Copy out verbatim every line from the start of the records through the line containing "Target: brown and white cow", both included, and leave the pictures out.

:: Materials provided

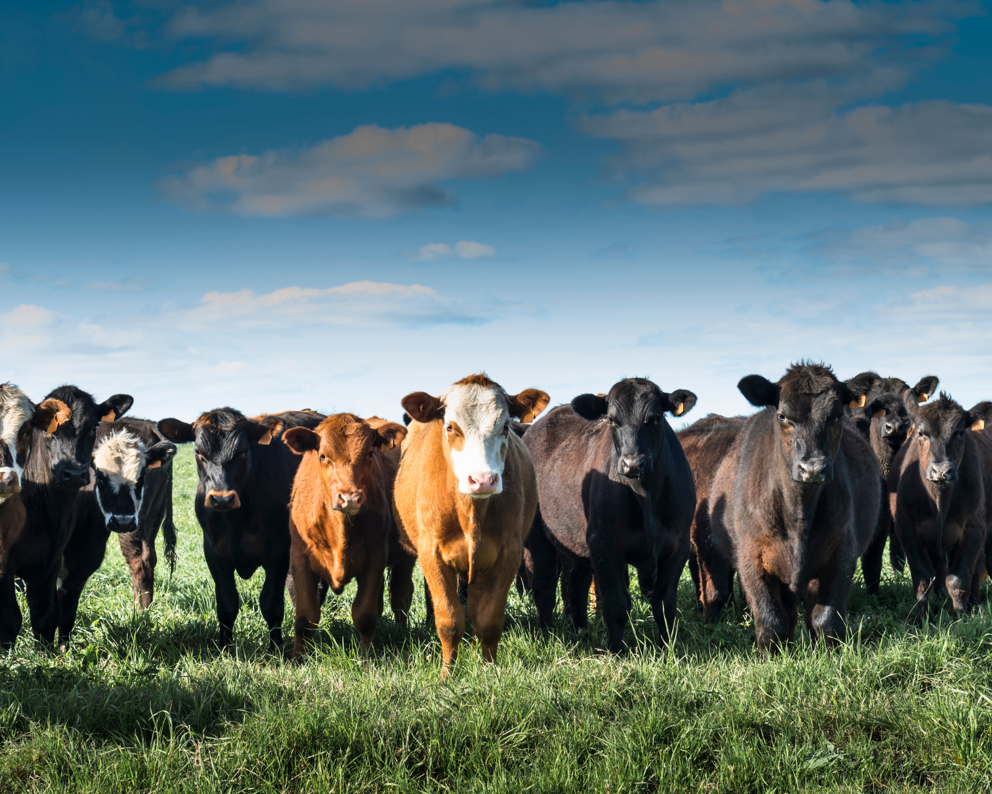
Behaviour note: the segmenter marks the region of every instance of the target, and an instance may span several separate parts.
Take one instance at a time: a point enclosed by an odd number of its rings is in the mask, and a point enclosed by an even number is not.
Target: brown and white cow
[[[13,383],[0,384],[0,576],[27,518],[20,493],[31,453],[31,431],[41,428],[51,434],[71,416],[68,406],[59,400],[36,406]]]
[[[304,457],[290,501],[294,658],[320,620],[319,579],[338,595],[358,580],[351,617],[365,652],[382,615],[389,568],[390,605],[396,622],[406,627],[417,558],[400,544],[393,518],[393,480],[406,435],[403,425],[354,414],[329,416],[313,430],[283,433],[283,442]]]
[[[468,582],[468,616],[482,655],[496,660],[507,594],[538,506],[534,463],[510,419],[532,421],[549,399],[538,389],[509,395],[485,373],[462,378],[440,397],[403,398],[413,421],[393,503],[400,539],[417,553],[434,602],[442,675],[465,628],[459,575]]]

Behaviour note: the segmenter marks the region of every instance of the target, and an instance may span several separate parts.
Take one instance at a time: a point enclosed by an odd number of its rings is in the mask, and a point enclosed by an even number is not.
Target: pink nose
[[[468,489],[472,493],[493,493],[499,482],[499,474],[495,471],[480,471],[468,475]]]

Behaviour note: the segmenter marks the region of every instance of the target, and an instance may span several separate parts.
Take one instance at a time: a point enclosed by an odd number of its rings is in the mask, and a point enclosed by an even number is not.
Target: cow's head
[[[395,422],[334,414],[315,430],[290,428],[283,433],[283,442],[297,455],[317,457],[320,483],[331,508],[354,515],[365,504],[376,454],[406,437],[407,429]]]
[[[665,413],[684,416],[695,405],[685,389],[671,394],[646,378],[627,378],[613,384],[605,397],[580,394],[571,409],[590,422],[606,416],[613,439],[617,472],[640,479],[651,474],[665,446]]]
[[[168,463],[176,445],[161,441],[151,448],[125,428],[101,426],[93,445],[94,491],[107,529],[138,529],[148,471]]]
[[[0,384],[0,504],[21,490],[32,430],[52,434],[72,416],[59,400],[35,405],[13,383]]]
[[[793,364],[778,383],[748,375],[737,388],[751,405],[776,409],[779,450],[796,482],[816,485],[833,479],[844,408],[852,403],[863,407],[866,383],[857,378],[844,383],[828,366],[801,362]]]
[[[919,405],[916,395],[908,392],[904,402],[916,426],[914,441],[920,451],[921,474],[939,487],[948,485],[959,474],[964,434],[971,428],[984,428],[987,414],[992,413],[988,403],[976,405],[972,415],[943,392],[927,405]]]
[[[97,427],[101,422],[113,422],[124,416],[134,399],[130,394],[115,394],[97,403],[82,389],[60,386],[46,400],[57,400],[70,411],[68,420],[54,433],[42,434],[49,457],[50,481],[57,487],[81,487],[89,482]],[[38,436],[35,438],[37,442]]]
[[[217,408],[200,414],[191,425],[170,418],[159,422],[158,428],[176,444],[195,443],[203,505],[226,512],[241,506],[245,480],[251,471],[252,449],[256,444],[271,444],[282,424],[278,417],[247,419],[233,408]]]
[[[507,394],[480,373],[462,378],[440,397],[419,391],[404,397],[402,404],[417,422],[443,421],[444,455],[458,490],[484,498],[503,490],[510,418],[532,422],[550,399],[539,389]]]

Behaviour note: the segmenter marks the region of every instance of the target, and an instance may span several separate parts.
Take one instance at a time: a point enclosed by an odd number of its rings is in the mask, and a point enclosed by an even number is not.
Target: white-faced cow
[[[440,397],[403,398],[412,417],[394,490],[400,539],[416,553],[434,609],[447,675],[465,628],[459,576],[482,655],[496,660],[506,597],[538,506],[534,464],[511,417],[531,421],[548,405],[538,389],[507,394],[485,374]]]

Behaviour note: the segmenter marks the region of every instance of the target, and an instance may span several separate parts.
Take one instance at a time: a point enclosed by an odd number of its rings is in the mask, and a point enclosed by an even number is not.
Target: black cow
[[[135,600],[142,608],[155,592],[155,539],[164,530],[170,570],[176,560],[173,523],[173,456],[156,424],[126,417],[101,423],[93,445],[91,481],[79,490],[75,529],[62,555],[59,580],[59,642],[75,623],[79,596],[103,563],[107,538],[117,533],[131,572]]]
[[[33,430],[21,489],[28,519],[0,579],[0,644],[5,648],[14,644],[21,631],[21,608],[14,593],[17,577],[27,586],[35,637],[48,644],[55,640],[59,617],[56,583],[75,525],[76,496],[89,481],[96,429],[101,421],[123,416],[134,402],[129,394],[115,394],[97,405],[91,395],[75,386],[61,386],[46,399],[64,404],[71,416],[51,435],[41,428]]]
[[[844,427],[844,407],[862,395],[812,363],[794,364],[778,383],[748,375],[738,388],[765,410],[745,423],[709,491],[724,566],[709,577],[715,615],[732,566],[759,648],[793,639],[803,599],[810,635],[842,640],[855,563],[874,536],[881,495],[868,443]]]
[[[694,404],[690,391],[668,394],[650,380],[629,378],[605,398],[582,394],[558,406],[524,434],[538,475],[540,506],[528,543],[542,626],[555,608],[560,555],[562,600],[576,628],[586,625],[594,578],[609,648],[623,650],[632,565],[667,641],[688,558],[695,489],[664,415],[682,416]]]
[[[234,573],[250,578],[259,568],[259,597],[269,626],[269,648],[283,645],[283,588],[290,570],[290,493],[300,457],[283,444],[287,428],[312,430],[325,419],[312,411],[247,419],[233,408],[201,414],[188,425],[163,419],[159,432],[177,444],[195,442],[196,519],[203,555],[217,597],[220,644],[232,642],[240,600]]]
[[[946,589],[957,612],[978,597],[992,523],[992,438],[982,432],[992,403],[965,411],[941,392],[920,407],[907,397],[906,407],[916,429],[892,463],[889,499],[923,622],[934,593]]]

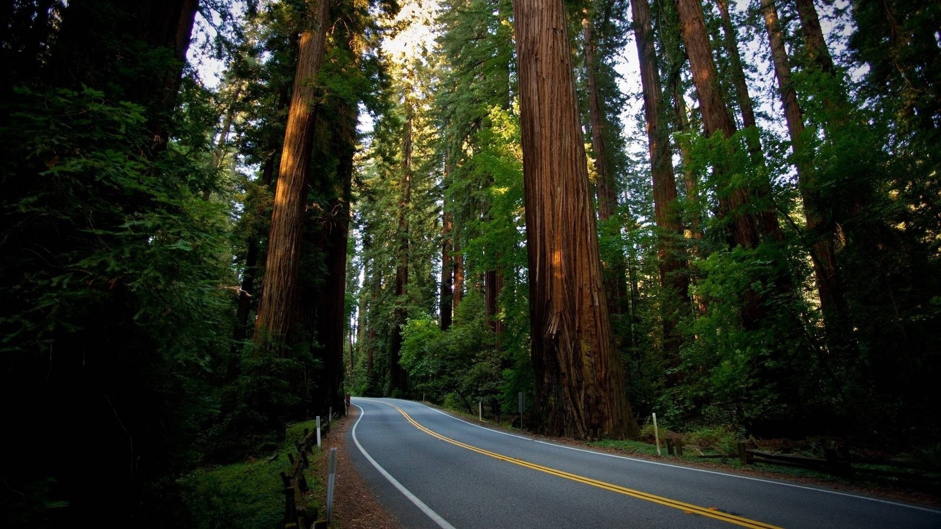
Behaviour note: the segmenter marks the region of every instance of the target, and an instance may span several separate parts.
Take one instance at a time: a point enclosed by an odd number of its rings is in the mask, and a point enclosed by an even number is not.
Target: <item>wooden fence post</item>
[[[739,441],[739,458],[742,459],[742,465],[748,465],[751,463],[751,457],[748,455],[748,448],[745,446],[744,441]]]

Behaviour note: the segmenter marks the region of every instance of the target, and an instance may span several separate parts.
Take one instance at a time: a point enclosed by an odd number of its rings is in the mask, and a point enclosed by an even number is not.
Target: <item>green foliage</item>
[[[194,521],[191,527],[255,529],[280,523],[284,518],[280,473],[291,472],[288,455],[296,451],[295,440],[303,436],[303,428],[314,426],[309,421],[293,425],[286,432],[281,429],[279,437],[282,440],[286,437],[288,442],[264,451],[263,458],[201,467],[180,478],[186,507]],[[269,456],[270,451],[274,454]],[[311,463],[316,464],[316,459],[311,458]]]

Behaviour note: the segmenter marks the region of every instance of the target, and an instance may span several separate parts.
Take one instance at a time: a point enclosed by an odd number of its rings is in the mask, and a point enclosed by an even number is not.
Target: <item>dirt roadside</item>
[[[359,416],[359,409],[356,407],[350,408],[350,414],[345,419],[334,423],[334,430],[330,432],[323,442],[324,451],[321,456],[320,469],[323,476],[322,483],[327,483],[327,454],[329,448],[337,448],[337,476],[336,489],[334,490],[333,521],[330,523],[332,529],[405,529],[398,520],[383,507],[382,504],[375,497],[372,489],[366,485],[363,478],[356,471],[353,462],[349,457],[349,450],[356,450],[355,446],[346,446],[346,431],[352,427]],[[476,420],[465,417],[464,420],[477,423]],[[505,429],[495,427],[492,424],[481,423],[494,429]],[[515,432],[518,433],[518,432]],[[541,436],[536,436],[541,437]],[[941,506],[941,498],[905,489],[894,489],[887,488],[858,487],[852,484],[831,482],[825,480],[786,475],[774,472],[767,472],[758,468],[742,469],[729,465],[715,463],[710,461],[695,461],[684,459],[682,461],[672,457],[657,457],[654,456],[627,454],[624,451],[615,449],[605,449],[597,446],[590,446],[586,443],[566,439],[543,438],[548,441],[566,444],[569,446],[587,448],[598,452],[608,452],[619,454],[638,459],[649,459],[661,462],[700,468],[726,473],[734,473],[750,477],[758,477],[775,481],[788,481],[799,483],[810,487],[821,489],[837,489],[848,493],[857,493],[868,496],[881,497],[890,501],[903,503],[920,504],[923,505]]]

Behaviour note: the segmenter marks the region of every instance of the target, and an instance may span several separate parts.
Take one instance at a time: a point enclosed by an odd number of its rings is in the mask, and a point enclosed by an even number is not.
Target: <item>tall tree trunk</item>
[[[461,300],[464,299],[464,251],[456,237],[453,238],[451,242],[455,247],[455,292],[452,296],[452,304],[454,310],[456,311]]]
[[[748,153],[751,155],[753,163],[764,167],[761,140],[755,121],[752,98],[748,93],[742,55],[739,53],[739,39],[736,35],[735,24],[732,24],[731,14],[728,12],[728,0],[716,0],[715,3],[719,7],[722,29],[725,34],[724,45],[728,53],[729,63],[732,67],[732,84],[735,86],[739,107],[742,109],[742,126],[747,133],[745,141],[748,142]],[[755,192],[758,199],[768,202],[758,214],[762,233],[776,241],[784,240],[784,233],[781,232],[781,225],[777,220],[777,211],[774,204],[771,203],[771,184],[767,180],[756,183]]]
[[[441,217],[441,294],[440,294],[440,326],[441,330],[451,328],[452,312],[454,310],[455,295],[452,291],[455,281],[454,240],[451,231],[454,223],[451,214],[445,211]]]
[[[702,5],[699,0],[676,0],[679,15],[686,55],[693,70],[693,82],[699,97],[706,136],[720,132],[725,138],[735,134],[735,125],[728,114],[728,107],[719,90],[715,63],[709,43],[709,35],[703,22]],[[723,216],[730,216],[732,229],[729,246],[754,248],[758,245],[758,222],[755,216],[747,211],[749,197],[747,188],[734,184],[723,168],[717,168],[722,176],[719,189],[719,210]],[[754,329],[763,316],[761,297],[752,289],[744,293],[741,317],[745,329]]]
[[[833,350],[846,349],[852,342],[848,326],[848,308],[840,290],[837,272],[837,257],[833,244],[833,233],[823,226],[821,204],[814,191],[818,184],[814,181],[814,169],[806,161],[801,162],[802,136],[804,135],[804,116],[797,102],[797,92],[790,81],[790,62],[781,35],[781,24],[774,0],[763,0],[765,29],[771,43],[772,60],[777,77],[784,118],[788,123],[788,134],[797,163],[797,177],[800,183],[801,198],[804,200],[804,215],[807,222],[807,232],[811,237],[810,256],[817,279],[817,292],[820,295],[821,309],[826,326],[828,342]]]
[[[561,0],[514,2],[537,428],[639,435],[601,281]]]
[[[318,224],[322,232],[323,251],[327,277],[317,289],[314,303],[317,308],[315,332],[321,349],[321,368],[318,370],[318,387],[321,394],[315,395],[313,410],[327,413],[330,408],[343,410],[344,395],[343,378],[343,331],[346,328],[346,250],[349,238],[350,200],[353,185],[353,156],[356,153],[356,106],[345,102],[336,104],[341,122],[333,137],[333,152],[337,154],[334,181],[339,196],[328,202]]]
[[[271,214],[268,256],[262,281],[254,340],[285,340],[297,314],[297,277],[304,221],[307,168],[313,124],[313,81],[324,57],[328,0],[308,2],[308,26],[300,35],[297,70],[288,110],[284,148]],[[278,348],[279,351],[282,349]]]
[[[680,89],[679,72],[670,80],[670,91],[673,95],[673,113],[676,119],[677,132],[683,134],[689,129],[689,120],[686,118],[686,99]],[[694,239],[703,238],[702,206],[699,200],[699,181],[695,172],[689,167],[693,155],[688,140],[679,142],[679,157],[683,161],[683,184],[686,188],[686,201],[689,203],[690,232]],[[694,248],[694,251],[695,248]]]
[[[392,338],[390,345],[390,377],[392,391],[398,390],[406,392],[407,380],[405,368],[399,365],[399,358],[402,352],[402,327],[406,324],[407,317],[407,297],[406,296],[408,287],[408,254],[409,254],[409,232],[408,232],[408,208],[411,204],[411,181],[412,181],[412,118],[413,109],[411,103],[406,98],[407,117],[406,119],[405,130],[402,135],[402,177],[403,190],[402,200],[399,202],[399,222],[398,222],[398,264],[395,267],[395,309],[392,316]]]
[[[823,29],[821,27],[821,20],[817,15],[814,1],[795,0],[795,3],[797,4],[797,15],[801,19],[801,30],[804,32],[804,40],[811,62],[824,73],[835,74],[837,69],[834,67],[830,50],[826,47]]]
[[[677,367],[679,365],[680,338],[677,330],[678,319],[682,313],[682,308],[690,302],[690,276],[686,271],[682,250],[677,244],[682,238],[683,227],[677,203],[677,182],[673,176],[669,130],[661,123],[662,88],[654,52],[650,6],[647,0],[631,0],[630,9],[644,90],[644,115],[646,120],[653,176],[654,218],[661,232],[657,248],[660,284],[667,293],[667,302],[664,303],[662,313],[663,352],[670,364]]]
[[[608,163],[608,152],[604,141],[606,116],[601,112],[601,102],[598,88],[598,61],[595,57],[597,42],[594,36],[594,13],[587,8],[582,19],[584,38],[585,75],[588,78],[588,118],[591,124],[591,145],[595,152],[595,193],[598,197],[598,217],[607,222],[617,212],[617,184]],[[628,296],[627,272],[624,254],[608,255],[610,259],[603,266],[604,291],[608,296],[608,313],[623,314]],[[613,258],[612,258],[613,257]]]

::::

Output for this exercise:
Behaviour note: the segmenter marks the region of every instance of the target, and an instance may span several separate parts.
Take one instance at a time: a point enclosed by an odd number of its rings is in the mask, and a point enclosed by an even number is not.
Target: brown and white cow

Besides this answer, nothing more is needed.